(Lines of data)

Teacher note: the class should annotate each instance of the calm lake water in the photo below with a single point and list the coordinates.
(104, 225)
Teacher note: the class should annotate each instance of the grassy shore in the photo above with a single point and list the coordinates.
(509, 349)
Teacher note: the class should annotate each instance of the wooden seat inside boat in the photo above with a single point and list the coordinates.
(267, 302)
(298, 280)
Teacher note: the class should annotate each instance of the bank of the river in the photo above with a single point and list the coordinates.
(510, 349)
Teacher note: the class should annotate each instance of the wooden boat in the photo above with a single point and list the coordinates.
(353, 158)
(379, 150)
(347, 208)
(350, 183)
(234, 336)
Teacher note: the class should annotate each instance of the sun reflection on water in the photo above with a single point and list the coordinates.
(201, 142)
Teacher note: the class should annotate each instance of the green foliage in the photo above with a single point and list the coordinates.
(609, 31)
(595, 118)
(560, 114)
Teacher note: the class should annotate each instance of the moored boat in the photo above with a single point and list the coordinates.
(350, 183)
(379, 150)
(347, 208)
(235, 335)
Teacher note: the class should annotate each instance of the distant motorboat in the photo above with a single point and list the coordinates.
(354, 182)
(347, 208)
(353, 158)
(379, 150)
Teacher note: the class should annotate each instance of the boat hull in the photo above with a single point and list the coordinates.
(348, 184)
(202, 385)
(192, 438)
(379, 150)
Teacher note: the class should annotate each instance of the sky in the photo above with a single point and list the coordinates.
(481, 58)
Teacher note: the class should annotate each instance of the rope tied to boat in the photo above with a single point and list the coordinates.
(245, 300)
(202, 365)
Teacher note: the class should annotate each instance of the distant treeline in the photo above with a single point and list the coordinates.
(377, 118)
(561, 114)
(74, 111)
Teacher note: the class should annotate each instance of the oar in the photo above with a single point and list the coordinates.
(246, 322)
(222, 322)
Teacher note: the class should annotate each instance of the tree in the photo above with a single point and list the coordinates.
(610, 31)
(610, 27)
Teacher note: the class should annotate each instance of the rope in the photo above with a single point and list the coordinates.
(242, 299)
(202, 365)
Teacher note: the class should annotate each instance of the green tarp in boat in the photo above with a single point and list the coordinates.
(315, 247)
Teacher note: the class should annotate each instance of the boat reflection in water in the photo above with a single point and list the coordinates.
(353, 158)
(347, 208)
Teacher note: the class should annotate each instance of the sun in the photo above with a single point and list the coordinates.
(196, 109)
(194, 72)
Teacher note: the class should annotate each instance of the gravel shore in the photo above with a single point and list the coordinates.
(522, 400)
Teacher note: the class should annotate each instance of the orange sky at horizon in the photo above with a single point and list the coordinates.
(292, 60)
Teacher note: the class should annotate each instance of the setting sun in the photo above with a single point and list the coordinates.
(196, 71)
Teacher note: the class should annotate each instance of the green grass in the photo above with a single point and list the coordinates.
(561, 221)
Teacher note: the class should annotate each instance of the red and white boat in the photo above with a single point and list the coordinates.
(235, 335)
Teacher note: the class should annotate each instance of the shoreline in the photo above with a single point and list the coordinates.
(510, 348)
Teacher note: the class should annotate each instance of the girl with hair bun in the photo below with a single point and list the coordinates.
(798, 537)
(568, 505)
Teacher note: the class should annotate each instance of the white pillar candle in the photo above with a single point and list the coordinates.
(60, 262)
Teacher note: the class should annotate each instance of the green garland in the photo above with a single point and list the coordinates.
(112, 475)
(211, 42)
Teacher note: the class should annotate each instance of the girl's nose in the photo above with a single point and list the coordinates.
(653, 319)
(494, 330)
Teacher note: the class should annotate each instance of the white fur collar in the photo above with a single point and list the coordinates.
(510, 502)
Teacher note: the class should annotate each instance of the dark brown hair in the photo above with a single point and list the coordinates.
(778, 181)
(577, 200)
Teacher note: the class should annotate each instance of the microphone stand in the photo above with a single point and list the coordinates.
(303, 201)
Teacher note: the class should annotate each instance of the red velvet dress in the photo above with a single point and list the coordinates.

§ PROBLEM TO SOLVE
Copy out again, word for word, every line of the data above from the one containing "the red and" through the last line, both ends included.

§ TASK RESPONSE
Teacher note: the class should annotate each instance of the red and white boat in the photo above with a single point and list the coordinates.
(235, 335)
Teacher note: the class should annotate each instance of the shoreline in the photo above with a single point and list the coordinates.
(510, 348)
Teacher note: the class should annotate each instance of the girl with hair bun in the photo below with a single point and list the coordinates.
(798, 537)
(568, 505)
Teacher note: the class should annotate each instance of the white pillar candle in the photo above with a single point and list the coordinates.
(60, 262)
Teacher note: the class should annotate each instance of the green garland in the photo above with a single point and list the coordinates.
(112, 475)
(211, 42)
Teacher note: the class should annotate each instance of the girl's nose in the photo above with a single point and list the coordinates.
(653, 319)
(494, 330)
Teacher note: the class should annotate each instance of the white fur collar in the photo above with a single point and list the coordinates.
(510, 502)
Teacher note: the class should annotate each instance of the dark brown hair in the photo above with a single point and list the coordinates.
(778, 181)
(577, 200)
Teacher note: the class should annotate each instance of the microphone stand in the photo above with a single point and list the coordinates.
(303, 201)
Teacher note: the class should annotate each instance of the red velvet dress in the photo above with a single point and list the coordinates.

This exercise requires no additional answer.